Entries shown:

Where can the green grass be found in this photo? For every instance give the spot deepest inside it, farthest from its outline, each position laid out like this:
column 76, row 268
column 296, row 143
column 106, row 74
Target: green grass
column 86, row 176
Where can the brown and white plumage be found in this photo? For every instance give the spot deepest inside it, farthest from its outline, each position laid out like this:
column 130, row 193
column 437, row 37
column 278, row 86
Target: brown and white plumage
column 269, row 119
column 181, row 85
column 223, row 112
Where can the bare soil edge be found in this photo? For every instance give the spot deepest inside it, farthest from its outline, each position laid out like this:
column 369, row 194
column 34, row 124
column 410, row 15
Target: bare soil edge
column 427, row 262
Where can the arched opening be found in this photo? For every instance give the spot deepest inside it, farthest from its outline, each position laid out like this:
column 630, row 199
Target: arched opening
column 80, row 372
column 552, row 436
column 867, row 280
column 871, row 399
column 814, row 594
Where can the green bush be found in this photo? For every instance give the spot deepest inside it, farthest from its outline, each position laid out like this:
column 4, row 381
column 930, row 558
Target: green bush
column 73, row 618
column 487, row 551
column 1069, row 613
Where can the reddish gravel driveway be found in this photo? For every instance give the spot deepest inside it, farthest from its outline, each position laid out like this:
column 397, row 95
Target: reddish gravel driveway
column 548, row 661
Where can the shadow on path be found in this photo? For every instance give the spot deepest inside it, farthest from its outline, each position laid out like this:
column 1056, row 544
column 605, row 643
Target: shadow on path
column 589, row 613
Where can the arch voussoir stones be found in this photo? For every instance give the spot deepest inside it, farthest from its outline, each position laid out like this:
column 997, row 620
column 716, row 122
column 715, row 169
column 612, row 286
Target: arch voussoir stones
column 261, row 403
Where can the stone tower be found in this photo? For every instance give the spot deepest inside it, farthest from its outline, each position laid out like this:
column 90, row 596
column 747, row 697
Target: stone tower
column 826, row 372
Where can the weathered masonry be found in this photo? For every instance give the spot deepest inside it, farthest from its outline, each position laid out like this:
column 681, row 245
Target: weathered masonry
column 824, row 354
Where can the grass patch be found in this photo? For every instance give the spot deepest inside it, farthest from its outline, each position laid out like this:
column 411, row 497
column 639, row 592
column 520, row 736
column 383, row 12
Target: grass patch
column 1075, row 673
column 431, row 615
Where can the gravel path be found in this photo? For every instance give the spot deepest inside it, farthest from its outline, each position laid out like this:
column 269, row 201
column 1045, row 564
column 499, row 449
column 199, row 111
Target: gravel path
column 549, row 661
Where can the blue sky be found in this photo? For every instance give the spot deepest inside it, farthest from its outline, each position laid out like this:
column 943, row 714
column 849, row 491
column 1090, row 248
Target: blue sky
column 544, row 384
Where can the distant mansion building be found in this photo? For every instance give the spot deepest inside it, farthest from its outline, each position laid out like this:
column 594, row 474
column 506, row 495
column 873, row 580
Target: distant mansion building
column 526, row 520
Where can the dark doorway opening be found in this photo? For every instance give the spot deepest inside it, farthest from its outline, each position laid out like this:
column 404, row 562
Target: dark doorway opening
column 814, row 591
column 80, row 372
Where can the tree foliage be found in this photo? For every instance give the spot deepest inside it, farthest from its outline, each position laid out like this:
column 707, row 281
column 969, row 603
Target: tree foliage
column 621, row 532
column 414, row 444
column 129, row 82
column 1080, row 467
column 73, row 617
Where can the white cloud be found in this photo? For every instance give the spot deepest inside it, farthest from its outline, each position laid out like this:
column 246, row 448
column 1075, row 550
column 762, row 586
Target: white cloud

Problem description: Output, unchanged, the lines of the listing above from the first one through the one holding "column 130, row 193". Leave out every line after it.

Solution:
Where can the green grass be found in this photo? For every instance give the spot deepest inside it, farthest from its outline, each position laid out like this:
column 76, row 268
column 296, row 143
column 106, row 74
Target: green grass
column 86, row 176
Where can the brown and white plumage be found in this photo? For every instance give the spot deepest inside it, farthest from its outline, each position laid out like this:
column 130, row 193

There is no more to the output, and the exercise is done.